◆ WORK REQUIRED: Put this sentence from the piece on the Baltics ahead of the NATO summit into Spanish: "But still the story keeps surfacing, as if the Russian desire to invade the Baltics is an established fact."

◆ PASSAGE SHOWN:
Towards the NATO summit: Baltic panic
The Baltic situation is one of the issues certain to be discussed during the 2016 NATO summit this week. Shortly after the invasion of Crimea on March 18, 2014, NATO and other officials began speculating about a Russian invasion of the Baltics.
Former Deputy Supreme Allied Commander Richard Shirreff, for example, predicts a Russian invasion of the Baltics within a year, in his recently published book:
General Sir Richard Shirreff, who served as Nato’s Deputy Supreme Allied Commander in Europe between 2011 and 2014, said that an attack on Estonia, Lithuania or Latvia – all Nato members – was a serious possibility and that the West should act now to avert “potential catastrophe”.
General Shirreff said that Mr Putin could be persuaded into an intervention in the Baltic by a “perception” of weakness in Nato, and predicted that, as in Crimea, the Russian president would present his actions as an act of defence to protect the large Russian-speaking minorities in those countries.
General Shirreff provides no explanation of what Russia would gain by invading the Baltics. The comparison to Crimea does not work: the Russian invasion of Crimea served to secure access to the crucial port of Sebastopol, the only harbour that provides Russia with access to the Mediterranean Sea.
It is hard to see what, if anything, Russia would gain by invading the Baltics, while it will severely and irreparably harm Russian relations with the West, if not cause an outright war. So why would Russia want to do that? It doesn't make any sense.
But still the story keeps surfacing, as if the Russian desire to invade the Baltics is an established fact.
What is an established fact is that Shirreff's colleague at NATO during 2013 and 2014, Philip Breedlove didn't mind exaggerating Russian military strength to try and steer the political leadership towards a confrontation with Russia.
It is not just military commanders at NATO. Breedlove and Shirreff are just some of the voices in a loud and influential chorus that has been calling for an aggressive expansion of NATO presence in Eastern Europe, despite the fact that the NATO-Russia Founding Act of 1997 frowns on the "permanent stationing of substantial combat forces". But the Founding Act isn't a problem, according to The Heritage Foundation. The USA just need to be persuasive about it:
Work with reluctant allies in NATO. Some NATO members, such as Germany, incorrectly interpret the 1997 NATO–Russia Founding Act as an excuse not to support new NATO bases in Central and Eastern Europe. The U.S. should work with these allies to alleviate any concerns they might have about the legality of permanent bases.

Labeled contour entries
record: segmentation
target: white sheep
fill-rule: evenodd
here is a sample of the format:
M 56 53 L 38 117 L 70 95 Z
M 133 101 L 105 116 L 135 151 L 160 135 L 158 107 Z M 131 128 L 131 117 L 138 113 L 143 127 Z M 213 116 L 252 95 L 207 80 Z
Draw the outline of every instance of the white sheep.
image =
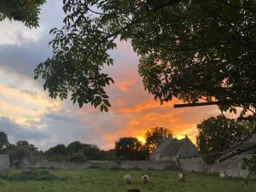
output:
M 149 183 L 149 176 L 148 175 L 143 175 L 142 183 L 143 184 Z
M 185 182 L 185 175 L 182 172 L 177 174 L 177 179 L 179 182 Z
M 225 174 L 225 172 L 220 172 L 220 173 L 218 174 L 218 177 L 219 177 L 220 178 L 224 178 L 224 177 L 226 177 L 226 174 Z
M 125 175 L 124 176 L 125 181 L 127 184 L 131 184 L 131 175 Z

◆ TASK OUTPUT: Pero aun así la historia sigue resurgiendo, como si el deseo ruso de invadir los países bálticos fuera un hecho establecido.